-- Exercise instructions --
Can you rewrite these lines with "photograph" changed to "snapshot" throughout and everything else left as it is?

-- Provided material --
****************************************

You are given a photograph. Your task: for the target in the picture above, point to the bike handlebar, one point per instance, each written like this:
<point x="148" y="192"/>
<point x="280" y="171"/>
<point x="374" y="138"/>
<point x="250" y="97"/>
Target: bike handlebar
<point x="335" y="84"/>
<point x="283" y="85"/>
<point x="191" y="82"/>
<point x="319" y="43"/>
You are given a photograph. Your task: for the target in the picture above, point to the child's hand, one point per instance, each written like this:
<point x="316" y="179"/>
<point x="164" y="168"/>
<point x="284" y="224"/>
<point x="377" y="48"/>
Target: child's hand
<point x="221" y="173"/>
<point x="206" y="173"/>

****************************************

-- Correct result --
You are given a snapshot. Your task: for the target in the picture above, point to the bike handlebar, one point per instance, each written like this:
<point x="148" y="192"/>
<point x="280" y="171"/>
<point x="374" y="138"/>
<point x="250" y="97"/>
Target: bike handlebar
<point x="335" y="84"/>
<point x="283" y="85"/>
<point x="191" y="82"/>
<point x="319" y="43"/>
You are given a snapshot. Your task: for the target in the picture above, point to the child's hand, one point per instance, each written like this:
<point x="316" y="179"/>
<point x="164" y="168"/>
<point x="284" y="224"/>
<point x="377" y="48"/>
Target: child's hand
<point x="221" y="173"/>
<point x="206" y="173"/>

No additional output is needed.